ПРЕДОСТАВЛЕННЫЙ ОТРЫВОК:
● ● ● ● ● ● ●
Глава 17
Положение христиан в мусульманской неволе
Для русских, поляков, литовцев и запорожских казаков ногайские татары страшны были не могуществом и не обширностью своих владений, не мужеством и не храбростью своих вождей, а внезапностью своих набегов, жестокими хищничествами и варварскими истреблениями всякой оседлости в землях христиан. Ногайские татары не знали в те поры земледелия, мало занимались ремеслами и промыслами, они вели кочевой, пастушеский образ жизни, занимаясь преимущественно скотоводством и коневодством, всегда нуждались в предметах первой необходимости и пропитания и потому при первом удобном случае делали набеги на области соседних им народов и старались хватать там все, что попадалось им под руку. Не проходило почти ни одного года, чтобы татары не сделали набега на Украину и соседние с ней земли: 1516, 1537, 1575, 1589, 1598, 1640, 1666, 1667, 1671 годы ознаменованы страшными набегами татар на южные славянские страны; в эти годы татары уводили в неволю по 5000, 8000, 15 000 и даже по 55 000 человек христиан
[855]. Сколь велико было количество христиан, уводимых татарами в неволю, можно видеть из тех примеров, как иногда безоружные невольники, пользуясь своей огромной численностью, восставали на пути следования в Крым против своих похитителей, избивали их поголовно и вслед за тем возвращались на родину. Увод в плен христиан был главнейшей целью татарских набегов на христианские земли, оттого набеги татар год от году принимали все большие и большие размеры, но особенно усилились с тех пор, когда крымские татары, с 1478 года, при хане Менгли-Гирее, подпали под верховное влияние Оттоманской Порты
[856]. В дошедших до нас письмах татар к своим родственникам, которым они писали с пути набегов на Украину, читаем: «Запорожским черкасом разоренье большое, а татарам Господь Бог дал добычи больше, – не в которой посылке таковой добычи не бывало, ни одного нет без ясыря, а у многих по два, по три, по четыре или пять ясырей… У меня 20 ясырю, у Арслан Газы Мурзы 10 ясырю, у Каплан Мурзы 10 ясырю, у всех наших товарышей ясырю по 2, по 8 есть, кроме Алаша, никого без ясырю нет»
● ● ● ● ● ● ●
БЛОК ДАННЫХ:
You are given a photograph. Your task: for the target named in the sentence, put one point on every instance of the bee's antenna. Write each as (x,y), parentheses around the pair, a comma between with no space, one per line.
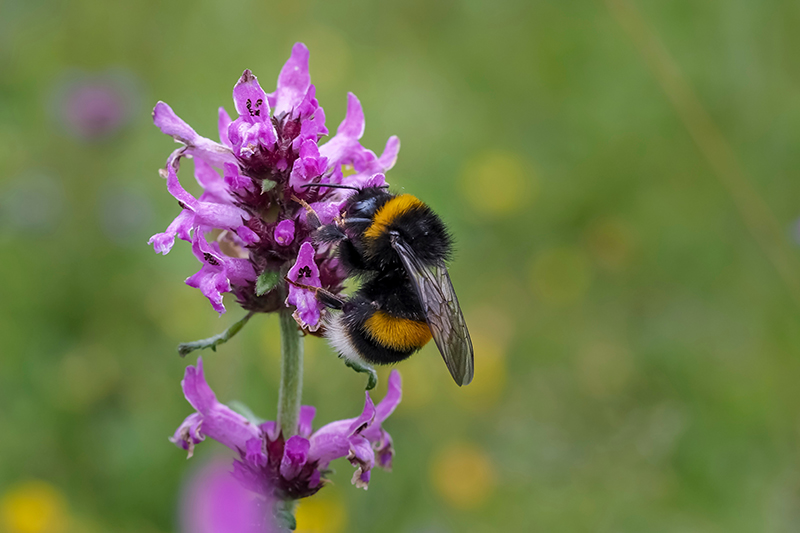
(336,186)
● ● ● ● ● ● ●
ЗАДАНИЯ ДЛЯ ВЫПОЛНЕНИЯ:
[A] Переведите на английский язык предложение из отрывка о татарских набегах: «Для русских, поляков, литовцев и запорожских казаков ногайские татары страшны были не могуществом и не обширностью своих владений, не мужеством и не храбростью своих вождей, а внезапностью своих набегов, жестокими хищничествами и варварскими истреблениями всякой оседлости в землях христиан».
[B] Согласно отрывку о татарских набегах, при каком хане крымские татары подпали под верховное влияние Оттоманской Порты?

ОТВЕТЫ К ЗАДАЧАМ:
[A] For the Russians, Poles, Lithuanians, and Zaporozhian Cossacks, the Nogai Tatars were fearsome not for their might or the vastness of their domains, nor for the courage or bravery of their leaders, but for the suddenness of their raids, their cruel plundering, and their barbaric destruction of every settlement in Christian lands.

[B] При хане Менгли-Гирее.